» Krótkie zadanie: Kontynuuj artykuł o pierwotnej nadwyżce budżetu Grecji w 2013 r., zaczynając zaraz po jego ostatnim zdaniu.

Grecja odnotowała pierwotną nadwyżkę budżetu w 2013 r.

Grecja odnotowała w 2013 r. pierwotną nadwyżkę budżetu (tzn. bez kosztów obsługi długu publicznego) w wysokości 1,5 mld euro, tj. 0,8 proc. PKB, znacznie powyżej celu określonego w programie reform - podał w środę rzecznik KE ds. gospodarczych Simon O'Connor.

Grecja odnotowała pierwotną nadwyżkę budżetu w 2013 r.
Źródło zdjęć: © AFP | LOUISA GOULIAMAKI

23.04.2014 | aktual.: 23.04.2014 16:37

W środę Eurostat opublikował wstępne dane dotyczące deficytów budżetowych i długów krajów UE w 2013 r. Według tych danych deficyt w strefie euro i całej UE zmalał w stosunku do 2012 r. odpowiednio z 3,7 proc. PKB do 3 proc. PKB i z 3,9 proc. PKB do 3,3 proc. PKB.

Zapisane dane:

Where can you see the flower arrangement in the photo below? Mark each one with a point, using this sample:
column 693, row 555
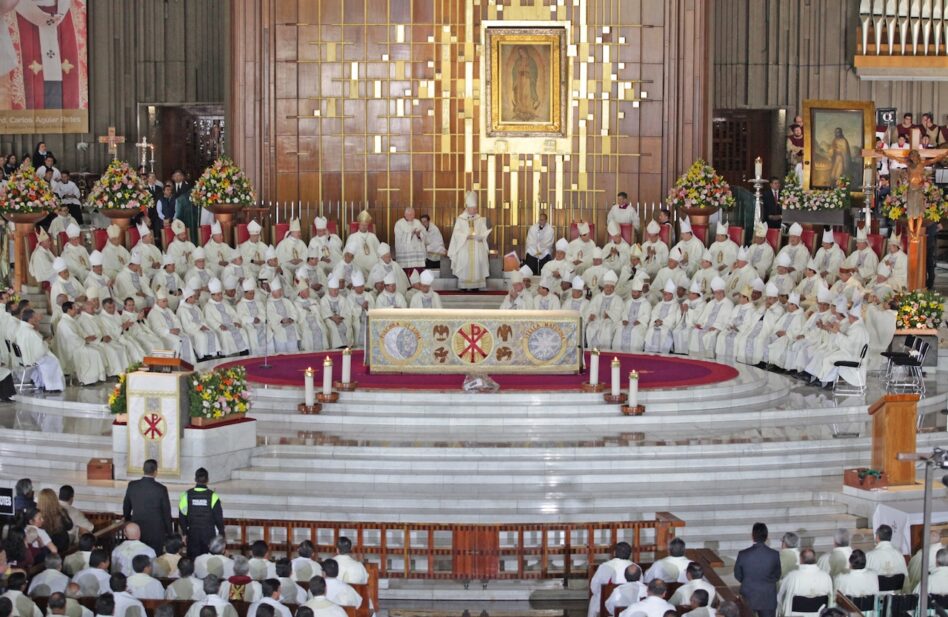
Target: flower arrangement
column 24, row 192
column 920, row 309
column 699, row 187
column 936, row 205
column 793, row 197
column 222, row 183
column 218, row 393
column 117, row 398
column 120, row 188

» Odpowiedź do zadania:
Z kolei relacja długu do PKB wzrosła odpowiednio z 90,7 proc. do 92,6 proc. oraz z 85,2 proc. do 87,1 proc.

W przypadku Grecji deficyt wyniósł (z kosztami obsługi długu) 12,7 proc., a relacja długu do PKB wyniosła 175,1 proc. Ateny osiągnęły jednak, zgodnie z zapowiedziami, pierwotną nadwyżkę budżetu.

Saldo pierwotne budżetu odpowiada na pytanie, jak kształtowałaby się równowaga budżetowa (dochody odjąć wydatki), gdyby nie było długu publicznego i nie było konieczności jego obsługi.

Jak w środę powiedział rzecznik KE ds. gospodarczych, na bazie danych Eurostatu, Komisja Europejska, Europejski Bank Centralny i Międzynarodowy Fundusz Walutowy we współpracy z greckim ministerstwem finansów przeliczyli, że Grecja osiągnęła pierwotną nadwyżkę budżetu w wysokości 1,5 mld euro, czyli 0,8 proc. PKB.

- To znacznie przewyższa cel zrównoważonego budżetu pierwotnego, określony w programie reform i odzwierciedla niebywały postęp jaki Grecja poczyniła w naprawie swoich finansów publicznych od 2010 r. - powiedział O'Connor.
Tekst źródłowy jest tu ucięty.